WHAT THE TASK REQUIRES: Report how many lines in the data include "edge", with the number as the only reply.

Phrase grounding data:
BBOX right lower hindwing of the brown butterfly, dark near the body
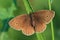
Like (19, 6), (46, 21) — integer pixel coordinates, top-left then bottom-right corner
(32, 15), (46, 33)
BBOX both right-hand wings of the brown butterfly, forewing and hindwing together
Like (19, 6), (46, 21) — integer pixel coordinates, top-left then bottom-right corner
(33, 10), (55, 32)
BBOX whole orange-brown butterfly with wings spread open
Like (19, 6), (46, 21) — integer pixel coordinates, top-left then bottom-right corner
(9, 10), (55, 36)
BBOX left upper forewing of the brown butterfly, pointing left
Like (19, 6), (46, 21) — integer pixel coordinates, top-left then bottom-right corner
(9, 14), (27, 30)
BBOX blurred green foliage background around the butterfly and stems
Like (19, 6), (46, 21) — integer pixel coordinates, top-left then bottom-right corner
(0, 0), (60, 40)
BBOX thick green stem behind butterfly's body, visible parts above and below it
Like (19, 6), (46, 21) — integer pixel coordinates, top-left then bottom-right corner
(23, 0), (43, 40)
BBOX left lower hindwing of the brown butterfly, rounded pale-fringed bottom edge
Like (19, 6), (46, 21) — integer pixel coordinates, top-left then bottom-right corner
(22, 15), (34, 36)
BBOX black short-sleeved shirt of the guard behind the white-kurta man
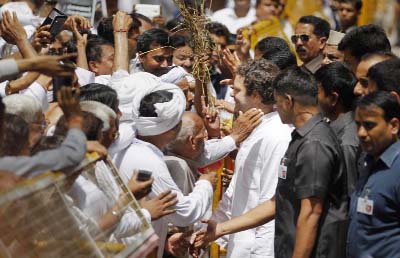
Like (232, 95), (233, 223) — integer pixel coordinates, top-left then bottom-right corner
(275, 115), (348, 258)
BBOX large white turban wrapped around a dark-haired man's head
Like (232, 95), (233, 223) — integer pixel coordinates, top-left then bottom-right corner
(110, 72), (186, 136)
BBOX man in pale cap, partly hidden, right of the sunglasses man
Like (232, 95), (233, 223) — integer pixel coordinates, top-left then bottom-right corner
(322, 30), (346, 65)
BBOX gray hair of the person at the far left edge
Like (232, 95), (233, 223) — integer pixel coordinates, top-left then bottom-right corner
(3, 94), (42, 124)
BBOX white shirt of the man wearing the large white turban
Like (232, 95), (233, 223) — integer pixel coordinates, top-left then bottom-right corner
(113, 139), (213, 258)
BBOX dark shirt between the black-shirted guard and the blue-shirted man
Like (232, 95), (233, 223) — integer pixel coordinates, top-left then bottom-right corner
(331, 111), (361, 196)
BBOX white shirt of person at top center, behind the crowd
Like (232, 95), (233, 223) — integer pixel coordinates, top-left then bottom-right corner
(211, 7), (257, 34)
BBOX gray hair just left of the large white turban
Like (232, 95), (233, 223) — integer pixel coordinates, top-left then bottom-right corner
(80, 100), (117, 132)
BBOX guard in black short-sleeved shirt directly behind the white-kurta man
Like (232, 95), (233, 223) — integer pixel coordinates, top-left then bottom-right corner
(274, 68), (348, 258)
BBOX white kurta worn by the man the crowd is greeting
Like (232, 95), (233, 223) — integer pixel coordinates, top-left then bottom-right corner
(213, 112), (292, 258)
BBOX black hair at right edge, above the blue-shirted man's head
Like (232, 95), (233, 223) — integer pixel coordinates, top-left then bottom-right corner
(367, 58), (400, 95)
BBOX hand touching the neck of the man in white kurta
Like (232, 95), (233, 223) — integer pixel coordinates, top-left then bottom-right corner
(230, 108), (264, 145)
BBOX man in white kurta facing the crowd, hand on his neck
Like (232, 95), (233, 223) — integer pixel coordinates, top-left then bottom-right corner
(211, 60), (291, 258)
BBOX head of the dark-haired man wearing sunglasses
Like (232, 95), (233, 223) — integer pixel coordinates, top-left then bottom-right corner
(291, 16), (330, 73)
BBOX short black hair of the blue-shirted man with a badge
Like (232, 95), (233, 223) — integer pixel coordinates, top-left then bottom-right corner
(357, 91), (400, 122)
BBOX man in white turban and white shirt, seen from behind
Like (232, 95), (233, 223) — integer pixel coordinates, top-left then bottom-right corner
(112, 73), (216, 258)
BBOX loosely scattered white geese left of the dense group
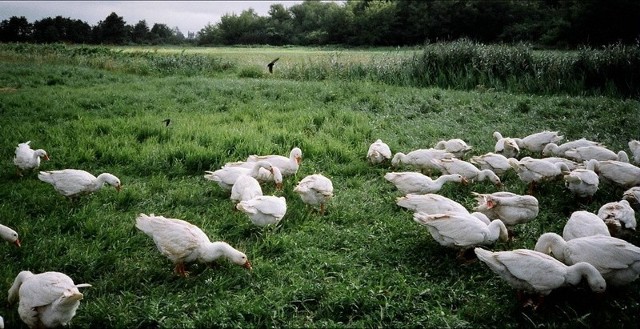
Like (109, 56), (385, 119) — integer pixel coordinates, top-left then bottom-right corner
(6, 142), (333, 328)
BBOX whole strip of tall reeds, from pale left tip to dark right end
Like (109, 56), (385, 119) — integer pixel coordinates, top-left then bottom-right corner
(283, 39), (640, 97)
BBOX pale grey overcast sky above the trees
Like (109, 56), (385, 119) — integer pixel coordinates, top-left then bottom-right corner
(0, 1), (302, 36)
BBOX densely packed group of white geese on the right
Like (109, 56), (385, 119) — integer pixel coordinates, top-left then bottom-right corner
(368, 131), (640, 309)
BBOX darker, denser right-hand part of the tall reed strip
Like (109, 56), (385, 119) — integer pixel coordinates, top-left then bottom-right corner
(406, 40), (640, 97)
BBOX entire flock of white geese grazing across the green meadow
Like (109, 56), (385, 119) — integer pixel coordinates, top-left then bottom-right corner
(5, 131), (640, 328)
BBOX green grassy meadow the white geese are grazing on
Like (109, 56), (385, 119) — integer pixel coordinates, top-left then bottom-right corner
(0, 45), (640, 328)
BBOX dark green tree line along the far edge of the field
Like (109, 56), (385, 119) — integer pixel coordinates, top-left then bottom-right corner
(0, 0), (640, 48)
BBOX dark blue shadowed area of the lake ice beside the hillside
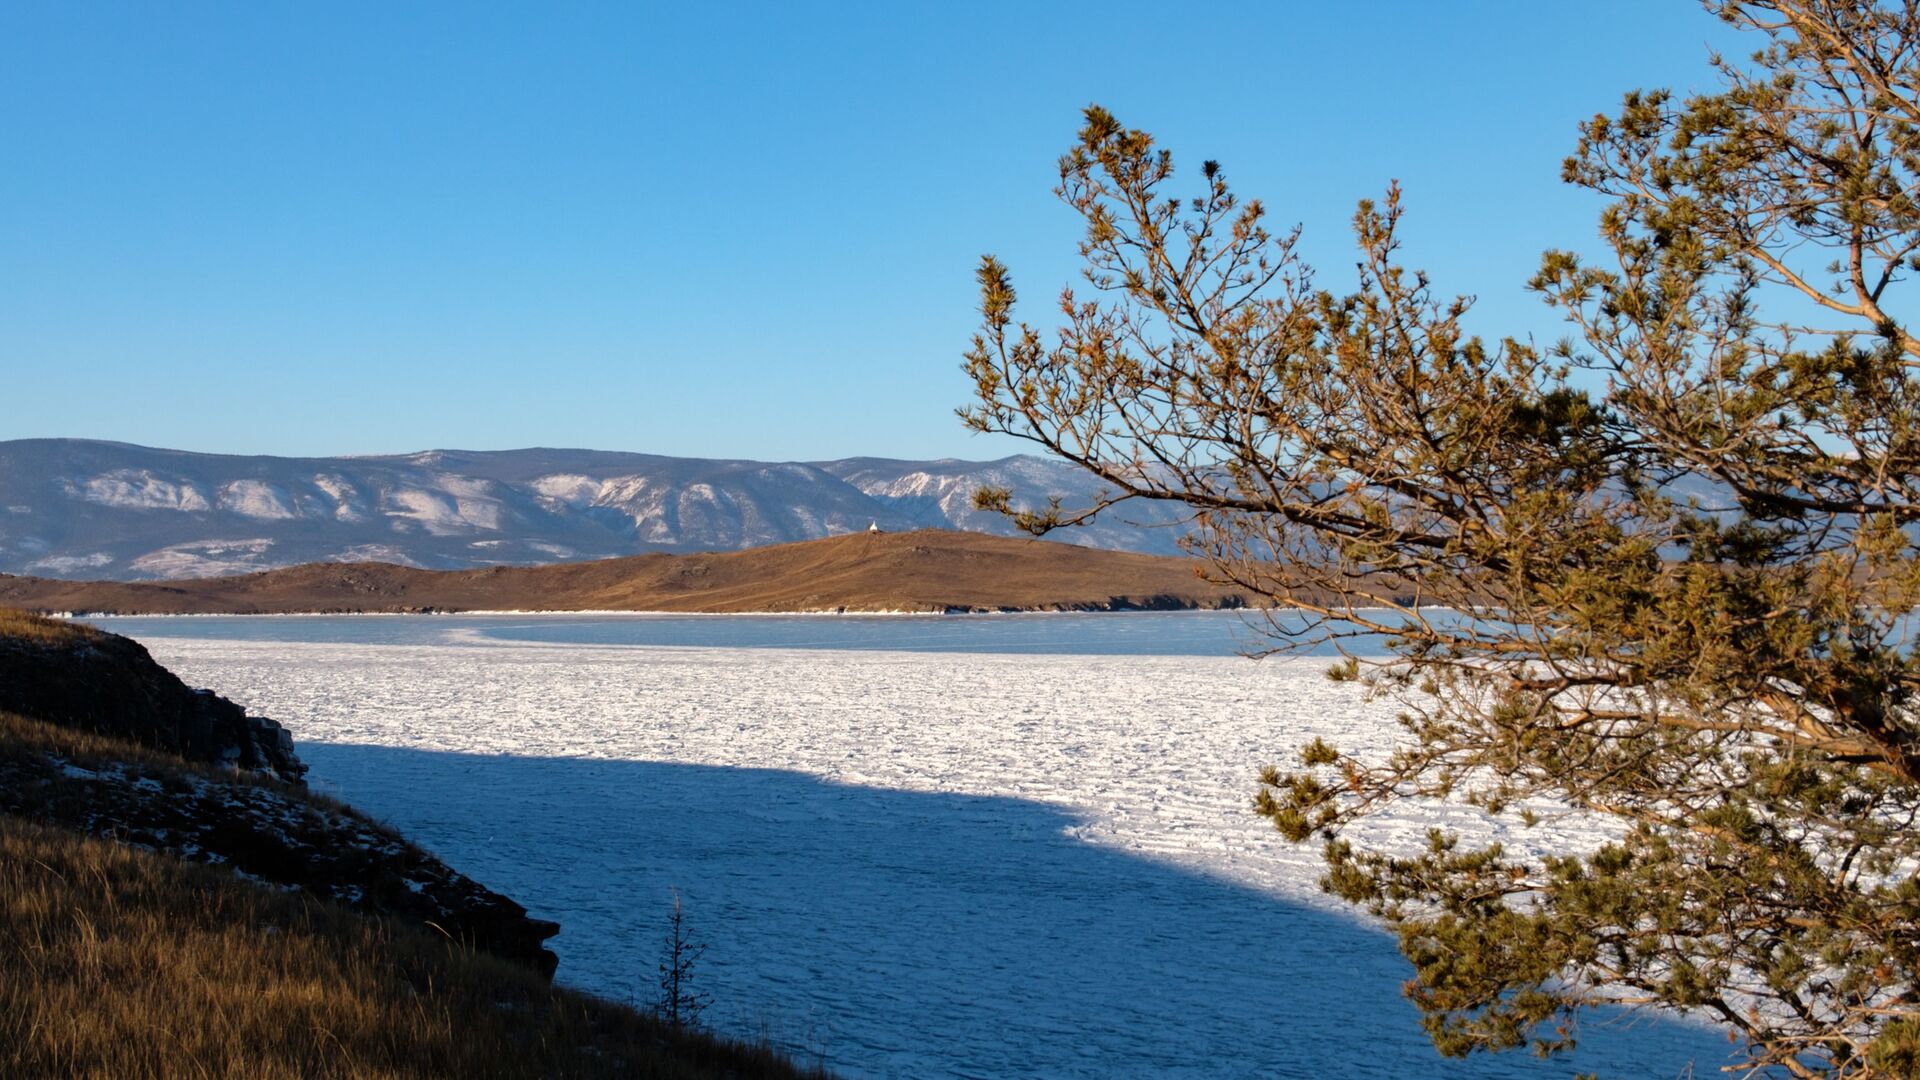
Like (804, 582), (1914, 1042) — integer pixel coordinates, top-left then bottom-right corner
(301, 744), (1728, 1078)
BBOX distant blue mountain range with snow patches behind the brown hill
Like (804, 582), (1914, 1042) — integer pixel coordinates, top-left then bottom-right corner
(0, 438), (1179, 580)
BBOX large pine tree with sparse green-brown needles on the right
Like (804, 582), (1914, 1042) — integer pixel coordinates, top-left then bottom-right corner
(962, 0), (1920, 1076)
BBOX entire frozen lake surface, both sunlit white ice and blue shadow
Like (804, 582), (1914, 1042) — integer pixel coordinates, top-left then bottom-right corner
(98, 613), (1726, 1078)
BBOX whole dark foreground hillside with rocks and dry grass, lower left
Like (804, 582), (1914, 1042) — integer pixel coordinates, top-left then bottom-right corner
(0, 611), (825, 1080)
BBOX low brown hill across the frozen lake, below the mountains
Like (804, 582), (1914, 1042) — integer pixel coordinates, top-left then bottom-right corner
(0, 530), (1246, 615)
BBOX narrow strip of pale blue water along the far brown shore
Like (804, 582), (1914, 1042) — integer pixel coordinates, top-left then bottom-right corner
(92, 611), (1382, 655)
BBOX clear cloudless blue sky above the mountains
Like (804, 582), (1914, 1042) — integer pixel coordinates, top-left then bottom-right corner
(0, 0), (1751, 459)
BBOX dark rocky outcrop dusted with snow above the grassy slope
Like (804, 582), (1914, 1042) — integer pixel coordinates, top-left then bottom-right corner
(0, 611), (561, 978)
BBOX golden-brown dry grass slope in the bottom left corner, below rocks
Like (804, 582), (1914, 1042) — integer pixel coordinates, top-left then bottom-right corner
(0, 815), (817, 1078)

EXERCISE OUTPUT: 4